- _Ausgewählter Text_
►

Björn Braun

Einzelausstellung

17.5. —
7.7.2019

Björn Braun (*1979, Berlin, lebt und arbeitet in Berlin) beschäftigt sich seit Langem mit der Frage, inwiefern allein der Künstler respektive die Künstlerin den Werkprozess kontrolliert und vollendet und welche Möglichkeiten der Transformation zur Verfügung stehen. Zugunsten von Zufall, dem Unkontrollierten sowie dem Ansatz, mit der Natur in einen poetisch-kreativen Dialog zu treten, schafft Braun raumgreifende Objekte und Installationen, Collagen und auch Videoarbeiten, die diese offene Haltung widerspiegeln. Dabei greift er auf Materialien wie industriell hergestellte Stoffe ebenso zurück wie auf solche, die er in der Natur findet oder die durch dieselbe generiert werden. Gerade die Wandelbarkeit von Rohem in eine neuartige, poetische, bisweilen rätselhafte und auch humorvolle Form, welche zugleich Fragen nach der Wahrheit in der Werkfindung stellt, sind Themen, die den Künstler nachhaltig beschäftigen. Es ist die erste Einzelausstellung von Björn Braun in der Schweiz.

◄

- _Schriftliche Anweisung 1_
Suche in den folgenden Datensätzen jede Zeile, die die Zeichenfolge "plumage" enthält, und gib diese Zeilen unverändert wieder.

Beschriftungen für Objektpunkte:
►

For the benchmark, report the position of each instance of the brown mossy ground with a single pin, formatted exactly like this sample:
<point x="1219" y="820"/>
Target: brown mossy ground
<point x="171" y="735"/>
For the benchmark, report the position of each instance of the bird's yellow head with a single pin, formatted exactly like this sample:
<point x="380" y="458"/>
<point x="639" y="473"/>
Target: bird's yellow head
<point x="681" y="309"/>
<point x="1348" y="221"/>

◄
►

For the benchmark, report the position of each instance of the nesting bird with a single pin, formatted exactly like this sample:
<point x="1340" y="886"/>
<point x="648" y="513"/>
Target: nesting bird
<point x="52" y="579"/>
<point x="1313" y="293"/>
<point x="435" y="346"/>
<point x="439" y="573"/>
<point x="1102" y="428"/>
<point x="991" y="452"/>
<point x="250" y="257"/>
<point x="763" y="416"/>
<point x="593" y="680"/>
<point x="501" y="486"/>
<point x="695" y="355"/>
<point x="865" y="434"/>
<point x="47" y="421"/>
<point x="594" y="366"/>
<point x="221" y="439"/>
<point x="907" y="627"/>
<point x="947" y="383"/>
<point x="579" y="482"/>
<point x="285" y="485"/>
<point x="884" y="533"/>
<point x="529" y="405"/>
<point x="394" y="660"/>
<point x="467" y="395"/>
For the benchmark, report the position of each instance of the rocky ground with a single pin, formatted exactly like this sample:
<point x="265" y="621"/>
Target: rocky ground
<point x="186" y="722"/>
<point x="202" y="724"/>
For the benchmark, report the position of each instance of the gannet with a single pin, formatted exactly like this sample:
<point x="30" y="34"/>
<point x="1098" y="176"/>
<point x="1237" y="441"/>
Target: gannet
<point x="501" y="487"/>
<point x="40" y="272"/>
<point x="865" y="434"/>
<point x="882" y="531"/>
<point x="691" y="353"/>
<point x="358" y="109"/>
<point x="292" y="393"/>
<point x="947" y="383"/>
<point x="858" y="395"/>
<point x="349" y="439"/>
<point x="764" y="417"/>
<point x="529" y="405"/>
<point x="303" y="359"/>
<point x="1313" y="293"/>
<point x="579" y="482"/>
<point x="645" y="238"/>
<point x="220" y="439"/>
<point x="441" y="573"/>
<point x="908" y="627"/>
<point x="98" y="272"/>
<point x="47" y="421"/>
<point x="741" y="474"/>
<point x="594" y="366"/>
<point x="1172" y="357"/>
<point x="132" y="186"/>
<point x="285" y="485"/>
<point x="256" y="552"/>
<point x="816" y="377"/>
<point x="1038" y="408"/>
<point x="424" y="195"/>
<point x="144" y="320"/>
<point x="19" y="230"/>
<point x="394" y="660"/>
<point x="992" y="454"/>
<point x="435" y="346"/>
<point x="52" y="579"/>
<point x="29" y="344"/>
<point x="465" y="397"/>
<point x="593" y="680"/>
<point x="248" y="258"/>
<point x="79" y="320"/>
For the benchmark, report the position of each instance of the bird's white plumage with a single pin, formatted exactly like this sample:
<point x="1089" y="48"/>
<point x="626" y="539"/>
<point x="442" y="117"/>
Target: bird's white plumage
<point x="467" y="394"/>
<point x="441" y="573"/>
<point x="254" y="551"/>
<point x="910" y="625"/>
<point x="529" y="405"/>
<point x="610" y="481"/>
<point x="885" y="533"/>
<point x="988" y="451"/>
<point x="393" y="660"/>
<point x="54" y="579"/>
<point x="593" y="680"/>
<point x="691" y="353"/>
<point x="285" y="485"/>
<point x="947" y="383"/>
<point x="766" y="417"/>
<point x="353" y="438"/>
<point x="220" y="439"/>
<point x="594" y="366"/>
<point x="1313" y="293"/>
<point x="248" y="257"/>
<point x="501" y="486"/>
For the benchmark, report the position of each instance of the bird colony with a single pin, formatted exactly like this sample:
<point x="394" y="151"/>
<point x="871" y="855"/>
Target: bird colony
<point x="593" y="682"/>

◄

- _Schriftliche Anweisung 2_
Beantworte anhand des Textes über Björn Braun:
(a) Wo lebt und arbeitet Björn Braun?
(b) In welchem Zeitraum findet die Einzelausstellung statt?
(c) In welchem Land ist es laut Text seine erste Einzelausstellung?

- _Ergebnis 1_
For the benchmark, report the position of each instance of the bird's white plumage with a single pin, formatted exactly like this sample:
Target: bird's white plumage

- _Ergebnis 2_
(a) In Berlin.
(b) Vom 17.5. bis zum 7.7.2019.
(c) In der Schweiz.